Tarea requerida: Transcribe literalmente una parte del fragmento seleccionado: comienza en las palabras que contienen "El Protocolo sobre" y detente después de "a las empresas.".

Fragmento seleccionado:
☆ ☆ ☆ ☆ ☆ ☆ ☆

El Protocolo sobre SIEG, en efecto, podría ser perfectamente asumido por la mayoría de partidos socialdemócratas europeos. Y algunos estándares que consagra, como el elevado nivel de calidad, la seguridad, la accesibilidad, la no discriminación entre usuarios y la promoción de acceso universal formarían parte, seguramente, de cualquier proyecto alternativo al modelo neoliberal que, en materia de servicios públicos, propugna la Unión Europea. El problema con el Tratado de Reforma, al igual que ocurría con algunos preceptos del Tratado constitucional, es que estas supuestas innovaciones garantistas se disuelven en un sistema normativo que continúa apostando de manera ostensible por la libre circulación de servicios y que restringe de manera notable la posibilidad de ayudas estatales a las empresas.

☆ ☆ ☆ ☆ ☆ ☆ ☆

Datos:
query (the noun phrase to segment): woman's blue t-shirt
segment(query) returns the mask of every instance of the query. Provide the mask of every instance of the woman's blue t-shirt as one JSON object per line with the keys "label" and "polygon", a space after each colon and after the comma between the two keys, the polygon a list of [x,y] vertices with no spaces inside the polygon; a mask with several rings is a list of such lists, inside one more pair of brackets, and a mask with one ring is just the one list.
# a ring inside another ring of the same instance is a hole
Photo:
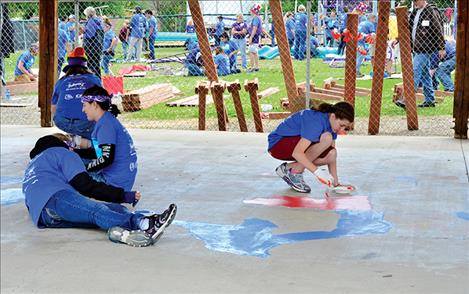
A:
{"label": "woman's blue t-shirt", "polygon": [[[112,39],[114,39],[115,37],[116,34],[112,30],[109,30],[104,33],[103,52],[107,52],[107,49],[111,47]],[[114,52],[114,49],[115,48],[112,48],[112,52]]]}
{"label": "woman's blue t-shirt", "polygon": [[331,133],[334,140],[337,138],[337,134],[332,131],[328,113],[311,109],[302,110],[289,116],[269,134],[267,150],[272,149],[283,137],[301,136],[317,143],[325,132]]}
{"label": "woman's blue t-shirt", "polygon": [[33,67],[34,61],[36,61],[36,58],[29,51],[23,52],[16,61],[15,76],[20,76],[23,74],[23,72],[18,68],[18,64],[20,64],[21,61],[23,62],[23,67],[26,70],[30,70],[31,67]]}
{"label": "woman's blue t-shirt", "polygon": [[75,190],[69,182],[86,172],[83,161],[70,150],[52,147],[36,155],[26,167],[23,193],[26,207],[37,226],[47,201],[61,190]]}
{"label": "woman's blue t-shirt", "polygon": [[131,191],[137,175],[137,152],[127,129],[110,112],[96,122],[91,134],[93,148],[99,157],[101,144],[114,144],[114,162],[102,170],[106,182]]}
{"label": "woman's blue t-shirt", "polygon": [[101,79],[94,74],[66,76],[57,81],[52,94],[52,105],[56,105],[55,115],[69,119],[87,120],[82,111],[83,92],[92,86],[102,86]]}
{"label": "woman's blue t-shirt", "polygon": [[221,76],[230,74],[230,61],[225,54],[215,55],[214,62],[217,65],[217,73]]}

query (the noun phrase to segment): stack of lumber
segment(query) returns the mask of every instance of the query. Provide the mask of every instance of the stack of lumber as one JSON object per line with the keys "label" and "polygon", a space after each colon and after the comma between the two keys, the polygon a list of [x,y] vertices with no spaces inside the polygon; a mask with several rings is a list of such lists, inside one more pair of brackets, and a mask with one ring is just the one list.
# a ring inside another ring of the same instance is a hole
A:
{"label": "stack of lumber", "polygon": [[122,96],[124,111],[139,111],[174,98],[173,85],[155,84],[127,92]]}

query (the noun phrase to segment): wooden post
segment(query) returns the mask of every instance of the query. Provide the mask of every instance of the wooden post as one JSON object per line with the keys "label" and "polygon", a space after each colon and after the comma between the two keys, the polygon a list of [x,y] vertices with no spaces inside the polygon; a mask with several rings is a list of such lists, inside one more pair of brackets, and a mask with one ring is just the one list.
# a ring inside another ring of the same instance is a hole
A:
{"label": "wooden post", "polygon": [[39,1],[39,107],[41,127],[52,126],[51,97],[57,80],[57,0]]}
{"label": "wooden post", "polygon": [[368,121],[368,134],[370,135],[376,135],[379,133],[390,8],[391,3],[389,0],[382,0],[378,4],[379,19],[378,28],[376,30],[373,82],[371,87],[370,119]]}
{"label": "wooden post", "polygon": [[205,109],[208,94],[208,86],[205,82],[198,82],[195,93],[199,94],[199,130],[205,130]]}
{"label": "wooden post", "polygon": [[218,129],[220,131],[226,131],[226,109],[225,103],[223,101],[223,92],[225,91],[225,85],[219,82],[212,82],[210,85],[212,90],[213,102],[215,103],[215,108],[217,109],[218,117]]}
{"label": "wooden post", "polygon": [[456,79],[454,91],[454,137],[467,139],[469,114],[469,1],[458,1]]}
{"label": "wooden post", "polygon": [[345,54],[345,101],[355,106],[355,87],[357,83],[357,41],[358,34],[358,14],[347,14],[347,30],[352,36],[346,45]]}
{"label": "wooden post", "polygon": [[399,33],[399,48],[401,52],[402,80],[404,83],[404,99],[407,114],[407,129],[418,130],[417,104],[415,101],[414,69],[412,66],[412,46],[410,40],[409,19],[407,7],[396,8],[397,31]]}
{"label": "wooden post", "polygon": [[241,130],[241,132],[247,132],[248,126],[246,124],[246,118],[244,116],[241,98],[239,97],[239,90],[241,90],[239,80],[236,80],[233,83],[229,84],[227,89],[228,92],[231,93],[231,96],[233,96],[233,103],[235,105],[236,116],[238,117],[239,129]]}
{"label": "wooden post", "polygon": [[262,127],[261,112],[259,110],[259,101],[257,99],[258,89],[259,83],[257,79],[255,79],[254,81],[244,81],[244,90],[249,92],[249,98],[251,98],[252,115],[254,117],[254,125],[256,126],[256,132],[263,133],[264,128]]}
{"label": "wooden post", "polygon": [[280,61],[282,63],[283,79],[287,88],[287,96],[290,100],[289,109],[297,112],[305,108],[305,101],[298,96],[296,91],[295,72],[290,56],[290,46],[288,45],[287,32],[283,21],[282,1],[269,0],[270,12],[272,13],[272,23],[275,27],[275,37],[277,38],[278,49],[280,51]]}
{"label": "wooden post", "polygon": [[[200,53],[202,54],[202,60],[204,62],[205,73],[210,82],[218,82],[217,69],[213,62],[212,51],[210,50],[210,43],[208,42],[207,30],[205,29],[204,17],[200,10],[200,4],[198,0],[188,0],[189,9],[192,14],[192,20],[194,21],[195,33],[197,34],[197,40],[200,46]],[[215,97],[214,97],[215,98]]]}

☆ ☆ ☆ ☆ ☆ ☆ ☆

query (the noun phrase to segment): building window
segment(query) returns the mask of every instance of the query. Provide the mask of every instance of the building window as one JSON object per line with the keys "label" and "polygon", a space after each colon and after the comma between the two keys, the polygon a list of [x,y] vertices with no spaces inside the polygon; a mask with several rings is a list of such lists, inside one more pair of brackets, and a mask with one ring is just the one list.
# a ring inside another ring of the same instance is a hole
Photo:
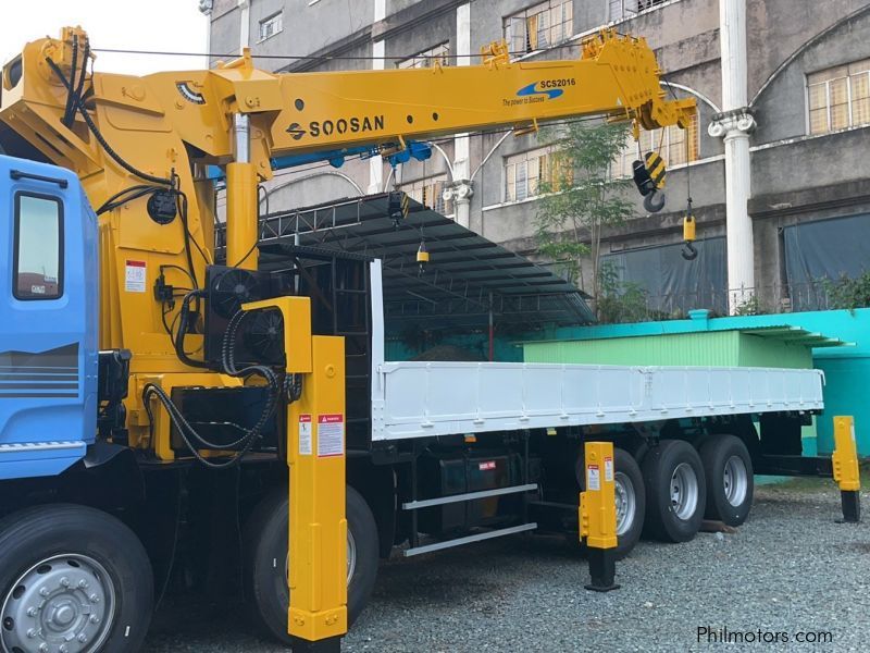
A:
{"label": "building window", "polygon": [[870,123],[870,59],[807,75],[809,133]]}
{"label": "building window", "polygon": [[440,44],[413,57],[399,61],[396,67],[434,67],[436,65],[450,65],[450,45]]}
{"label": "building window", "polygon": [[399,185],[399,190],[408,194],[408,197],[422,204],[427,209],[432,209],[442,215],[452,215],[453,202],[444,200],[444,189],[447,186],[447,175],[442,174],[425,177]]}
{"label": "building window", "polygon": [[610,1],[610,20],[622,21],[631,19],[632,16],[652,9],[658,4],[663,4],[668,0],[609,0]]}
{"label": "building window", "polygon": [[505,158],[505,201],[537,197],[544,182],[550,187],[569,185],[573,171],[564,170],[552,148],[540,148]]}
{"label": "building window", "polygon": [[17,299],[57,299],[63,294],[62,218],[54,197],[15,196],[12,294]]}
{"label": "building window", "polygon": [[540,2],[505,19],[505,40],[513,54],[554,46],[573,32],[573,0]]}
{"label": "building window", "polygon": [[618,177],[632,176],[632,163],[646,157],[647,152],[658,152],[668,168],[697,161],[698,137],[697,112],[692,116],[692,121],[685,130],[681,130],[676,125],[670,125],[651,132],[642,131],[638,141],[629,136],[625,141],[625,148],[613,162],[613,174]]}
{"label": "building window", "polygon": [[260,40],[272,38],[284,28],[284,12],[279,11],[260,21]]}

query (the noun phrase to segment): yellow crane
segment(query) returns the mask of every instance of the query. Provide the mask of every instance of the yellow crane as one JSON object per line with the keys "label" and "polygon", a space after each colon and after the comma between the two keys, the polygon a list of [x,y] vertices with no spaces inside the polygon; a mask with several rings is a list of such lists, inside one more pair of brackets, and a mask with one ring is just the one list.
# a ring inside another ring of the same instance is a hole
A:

☆ ☆ ☆ ☆ ☆ ☆ ☆

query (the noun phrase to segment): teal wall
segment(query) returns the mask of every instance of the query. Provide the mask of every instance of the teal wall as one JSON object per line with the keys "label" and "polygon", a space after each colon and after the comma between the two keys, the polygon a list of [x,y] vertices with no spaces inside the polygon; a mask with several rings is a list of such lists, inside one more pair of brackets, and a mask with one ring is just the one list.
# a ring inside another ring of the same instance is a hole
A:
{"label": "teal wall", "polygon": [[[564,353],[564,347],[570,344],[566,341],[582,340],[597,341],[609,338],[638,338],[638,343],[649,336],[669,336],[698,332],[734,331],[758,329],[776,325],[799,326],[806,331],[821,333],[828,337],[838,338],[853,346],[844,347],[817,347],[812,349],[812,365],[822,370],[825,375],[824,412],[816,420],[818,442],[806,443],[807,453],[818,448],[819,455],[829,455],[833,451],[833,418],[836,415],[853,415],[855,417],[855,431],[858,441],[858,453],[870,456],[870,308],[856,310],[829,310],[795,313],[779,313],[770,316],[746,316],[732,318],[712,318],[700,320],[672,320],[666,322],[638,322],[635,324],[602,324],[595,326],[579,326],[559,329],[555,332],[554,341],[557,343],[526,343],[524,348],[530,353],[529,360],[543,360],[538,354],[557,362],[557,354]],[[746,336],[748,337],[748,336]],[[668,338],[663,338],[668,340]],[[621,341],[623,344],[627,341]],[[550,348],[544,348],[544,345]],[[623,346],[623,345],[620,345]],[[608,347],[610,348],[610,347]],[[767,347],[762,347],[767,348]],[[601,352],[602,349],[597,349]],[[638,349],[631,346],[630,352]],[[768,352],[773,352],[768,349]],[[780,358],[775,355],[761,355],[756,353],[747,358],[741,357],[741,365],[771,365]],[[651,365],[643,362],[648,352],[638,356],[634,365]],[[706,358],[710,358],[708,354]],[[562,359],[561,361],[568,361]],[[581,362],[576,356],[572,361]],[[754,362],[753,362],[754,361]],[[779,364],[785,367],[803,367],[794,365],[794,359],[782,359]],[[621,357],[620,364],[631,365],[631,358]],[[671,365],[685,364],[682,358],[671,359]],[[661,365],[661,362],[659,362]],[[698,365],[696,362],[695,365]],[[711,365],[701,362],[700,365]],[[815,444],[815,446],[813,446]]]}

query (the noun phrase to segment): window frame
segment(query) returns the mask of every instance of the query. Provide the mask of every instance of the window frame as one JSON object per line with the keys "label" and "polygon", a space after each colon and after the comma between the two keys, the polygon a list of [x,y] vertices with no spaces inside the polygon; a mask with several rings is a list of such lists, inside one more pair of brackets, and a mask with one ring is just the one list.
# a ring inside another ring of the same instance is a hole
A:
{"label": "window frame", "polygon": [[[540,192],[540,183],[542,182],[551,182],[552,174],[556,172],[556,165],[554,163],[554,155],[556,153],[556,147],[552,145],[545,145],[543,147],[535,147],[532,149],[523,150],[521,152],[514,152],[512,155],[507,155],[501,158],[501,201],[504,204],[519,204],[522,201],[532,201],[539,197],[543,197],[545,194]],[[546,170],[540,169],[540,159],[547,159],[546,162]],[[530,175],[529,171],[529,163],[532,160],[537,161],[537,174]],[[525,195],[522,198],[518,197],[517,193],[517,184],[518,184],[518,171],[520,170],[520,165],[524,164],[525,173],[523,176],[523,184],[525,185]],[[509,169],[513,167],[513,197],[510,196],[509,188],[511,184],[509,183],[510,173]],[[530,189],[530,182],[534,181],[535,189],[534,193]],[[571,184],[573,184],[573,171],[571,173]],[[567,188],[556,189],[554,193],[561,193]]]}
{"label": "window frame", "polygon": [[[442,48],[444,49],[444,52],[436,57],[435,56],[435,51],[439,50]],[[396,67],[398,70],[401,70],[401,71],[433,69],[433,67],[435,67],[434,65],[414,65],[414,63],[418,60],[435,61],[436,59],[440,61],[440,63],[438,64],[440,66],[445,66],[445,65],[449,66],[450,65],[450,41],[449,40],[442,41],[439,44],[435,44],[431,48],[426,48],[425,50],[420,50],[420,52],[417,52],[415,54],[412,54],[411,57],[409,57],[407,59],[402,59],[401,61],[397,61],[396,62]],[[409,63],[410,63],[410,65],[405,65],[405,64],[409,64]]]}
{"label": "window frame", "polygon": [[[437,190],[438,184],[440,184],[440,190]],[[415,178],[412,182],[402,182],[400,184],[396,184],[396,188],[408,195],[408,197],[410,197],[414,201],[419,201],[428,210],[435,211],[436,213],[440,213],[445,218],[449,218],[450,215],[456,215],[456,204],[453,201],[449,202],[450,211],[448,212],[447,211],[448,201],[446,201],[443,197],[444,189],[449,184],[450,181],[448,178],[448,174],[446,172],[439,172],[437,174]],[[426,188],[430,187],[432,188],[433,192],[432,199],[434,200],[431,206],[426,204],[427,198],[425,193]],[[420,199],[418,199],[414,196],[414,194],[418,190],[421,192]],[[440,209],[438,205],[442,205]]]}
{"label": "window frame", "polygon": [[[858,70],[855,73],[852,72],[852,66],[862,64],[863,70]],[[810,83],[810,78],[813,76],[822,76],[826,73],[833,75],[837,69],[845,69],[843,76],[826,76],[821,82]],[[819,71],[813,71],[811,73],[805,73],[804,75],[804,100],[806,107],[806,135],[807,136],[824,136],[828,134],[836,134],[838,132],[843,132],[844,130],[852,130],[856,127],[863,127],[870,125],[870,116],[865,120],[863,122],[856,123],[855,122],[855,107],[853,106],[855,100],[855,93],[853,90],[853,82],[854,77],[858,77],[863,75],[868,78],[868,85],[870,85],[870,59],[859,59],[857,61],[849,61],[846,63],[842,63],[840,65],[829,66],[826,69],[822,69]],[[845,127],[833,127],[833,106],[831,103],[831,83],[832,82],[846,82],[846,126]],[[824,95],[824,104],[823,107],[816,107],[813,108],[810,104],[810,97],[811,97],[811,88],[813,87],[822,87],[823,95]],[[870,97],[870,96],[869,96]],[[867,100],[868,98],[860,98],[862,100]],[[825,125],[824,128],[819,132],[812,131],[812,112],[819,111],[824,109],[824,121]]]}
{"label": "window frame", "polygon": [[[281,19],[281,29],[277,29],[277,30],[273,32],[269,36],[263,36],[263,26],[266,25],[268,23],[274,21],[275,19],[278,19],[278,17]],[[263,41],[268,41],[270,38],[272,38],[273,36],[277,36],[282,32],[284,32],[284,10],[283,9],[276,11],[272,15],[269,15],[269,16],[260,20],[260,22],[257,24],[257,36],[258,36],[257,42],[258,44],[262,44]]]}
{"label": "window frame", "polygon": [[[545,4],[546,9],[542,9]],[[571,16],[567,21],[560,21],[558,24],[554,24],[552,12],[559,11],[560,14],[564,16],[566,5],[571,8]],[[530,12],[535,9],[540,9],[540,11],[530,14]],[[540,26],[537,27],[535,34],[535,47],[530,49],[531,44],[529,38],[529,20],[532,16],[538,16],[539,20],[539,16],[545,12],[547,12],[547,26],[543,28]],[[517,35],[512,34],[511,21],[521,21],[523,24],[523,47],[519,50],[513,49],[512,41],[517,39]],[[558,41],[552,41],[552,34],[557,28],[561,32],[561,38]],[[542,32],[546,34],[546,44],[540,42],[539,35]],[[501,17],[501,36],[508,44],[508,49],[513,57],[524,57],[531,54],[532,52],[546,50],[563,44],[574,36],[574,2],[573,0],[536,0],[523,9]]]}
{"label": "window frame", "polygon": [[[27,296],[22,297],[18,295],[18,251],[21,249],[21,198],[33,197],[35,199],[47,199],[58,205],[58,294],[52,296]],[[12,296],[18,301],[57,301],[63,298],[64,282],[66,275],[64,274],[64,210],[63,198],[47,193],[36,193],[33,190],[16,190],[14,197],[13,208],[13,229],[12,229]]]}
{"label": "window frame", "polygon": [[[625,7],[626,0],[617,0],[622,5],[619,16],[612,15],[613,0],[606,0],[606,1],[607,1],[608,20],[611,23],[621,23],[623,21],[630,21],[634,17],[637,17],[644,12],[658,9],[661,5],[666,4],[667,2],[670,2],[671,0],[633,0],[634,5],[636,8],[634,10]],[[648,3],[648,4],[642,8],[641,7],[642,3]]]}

☆ ☆ ☆ ☆ ☆ ☆ ☆

Solución del ejercicio:
El Protocolo sobre SIEG, en efecto, podría ser perfectamente asumido por la mayoría de partidos socialdemócratas europeos. Y algunos estándares que consagra, como el elevado nivel de calidad, la seguridad, la accesibilidad, la no discriminación entre usuarios y la promoción de acceso universal formarían parte, seguramente, de cualquier proyecto alternativo al modelo neoliberal que, en materia de servicios públicos, propugna la Unión Europea. El problema con el Tratado de Reforma, al igual que ocurría con algunos preceptos del Tratado constitucional, es que estas supuestas innovaciones garantistas se disuelven en un sistema normativo que continúa apostando de manera ostensible por la libre circulación de servicios y que restringe de manera notable la posibilidad de ayudas estatales a las empresas.